= What the task asks =
Please pull out every line of the material below that contains the string "flag". Case counts.

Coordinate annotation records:
######
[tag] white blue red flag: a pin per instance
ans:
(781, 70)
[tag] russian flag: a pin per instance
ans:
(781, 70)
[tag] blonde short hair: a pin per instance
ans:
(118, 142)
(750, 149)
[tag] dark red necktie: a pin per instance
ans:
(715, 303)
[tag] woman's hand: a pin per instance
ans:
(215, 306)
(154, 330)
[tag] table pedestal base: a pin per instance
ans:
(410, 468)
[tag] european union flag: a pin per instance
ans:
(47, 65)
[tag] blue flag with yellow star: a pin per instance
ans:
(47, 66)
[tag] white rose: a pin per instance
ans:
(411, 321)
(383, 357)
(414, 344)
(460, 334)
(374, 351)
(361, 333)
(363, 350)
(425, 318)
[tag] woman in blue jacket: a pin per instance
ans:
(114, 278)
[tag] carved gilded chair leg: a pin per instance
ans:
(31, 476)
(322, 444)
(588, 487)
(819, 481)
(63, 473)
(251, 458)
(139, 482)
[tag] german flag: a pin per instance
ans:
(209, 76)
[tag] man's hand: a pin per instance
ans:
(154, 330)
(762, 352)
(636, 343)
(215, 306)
######
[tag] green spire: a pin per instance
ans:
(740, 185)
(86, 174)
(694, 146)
######
= The reply =
[tag] white blue red flag: a pin per instance
[tag] russian flag: a pin per instance
[tag] european union flag: a pin per instance
[tag] blue flag with yellow star: a pin per instance
[tag] german flag: a pin per instance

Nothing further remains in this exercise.